EXTRACT ->
-.-.-

These statements and questions assume that people who struggle are somehow stupid and have not tried normal every day things and also assume that medical establishments are infallible. I have been in therapy since I was 9. Some of the gems of experiences have been a psychiatrist who insulted and berated me in my first visit at 16 to “see what it would take to break” me, a psychiatrist and therapist (I know, they’re rare) who had me, as a teen, take off my clothes in his office so he could stare at my body to “see my scars,” a psychiatrist at a mental hospital who deliberately mismedicated me because I “needed to suffer” so I wouldn’t come back to the hospital again. My experiences with non-psych doctors involved telling me mono was all in my head until it showed up on a blood test, telling me to take certain drugs or treatments that I didn’t want to which then made me worse, commenting on my mental health or lack of enough meds, dismissing my physical health concerns due to mental health, and all of the harassment and discrimination that comes from being trans and queer in hospitals and doctors offices. Until the past couple of years, for these reasons and others, I didn’t seek help for a decade. I now am back in the medical world by force and am lucky enough to have met some genuinely kind doctors and therapists.

-.-.-

PROMPT -> In the account of medical experiences, since what age has the writer been in therapy? Rely solely on the account above for your answer.

RECORD EXTRACTS ->
-.-.-

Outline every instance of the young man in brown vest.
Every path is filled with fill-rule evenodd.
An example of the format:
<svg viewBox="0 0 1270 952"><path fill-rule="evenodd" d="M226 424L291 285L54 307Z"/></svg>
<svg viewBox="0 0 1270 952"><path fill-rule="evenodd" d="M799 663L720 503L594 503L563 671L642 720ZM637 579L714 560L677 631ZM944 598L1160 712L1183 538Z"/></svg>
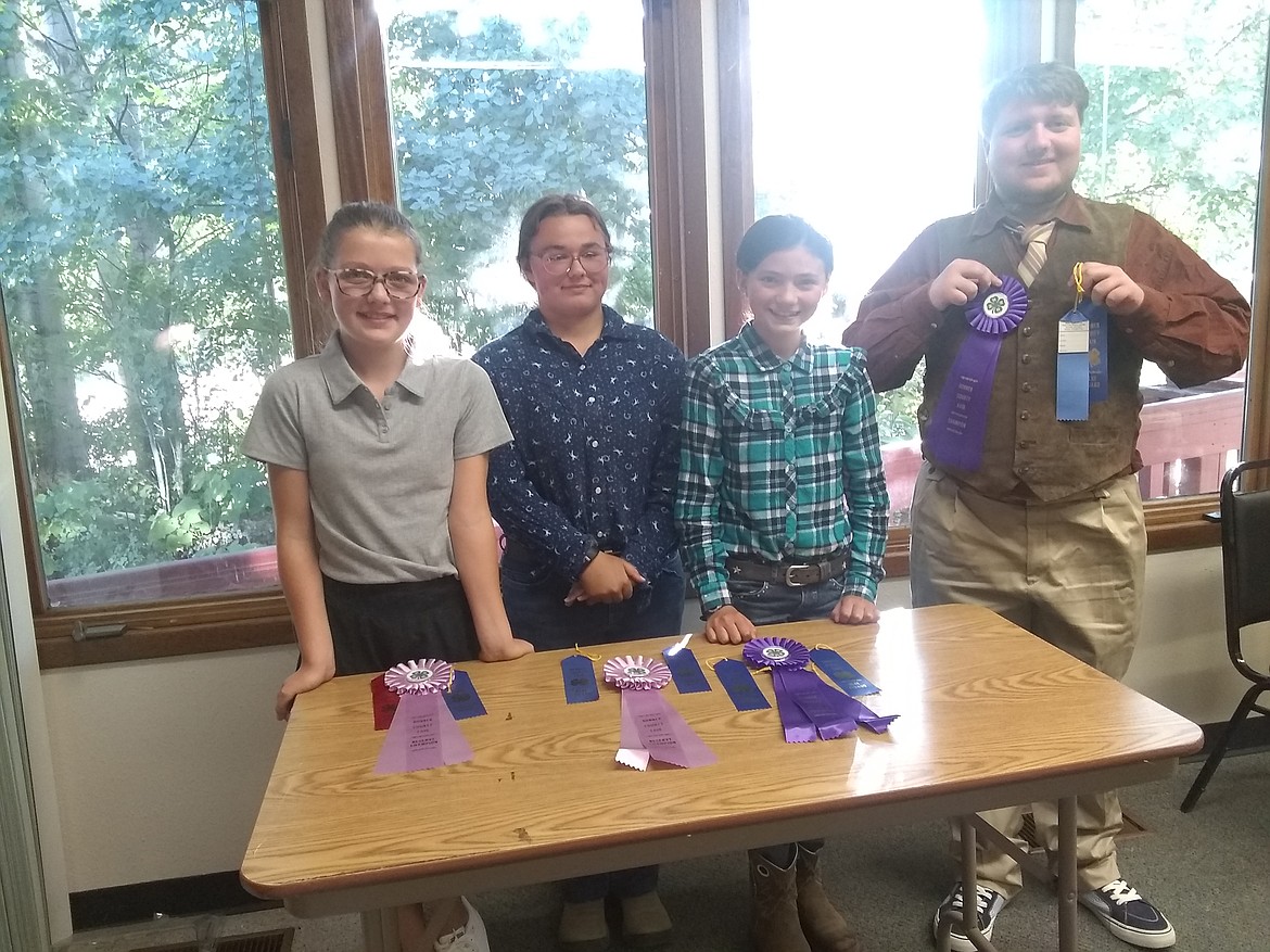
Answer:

-.-.-

WRITTEN ANSWER -> Since age 9.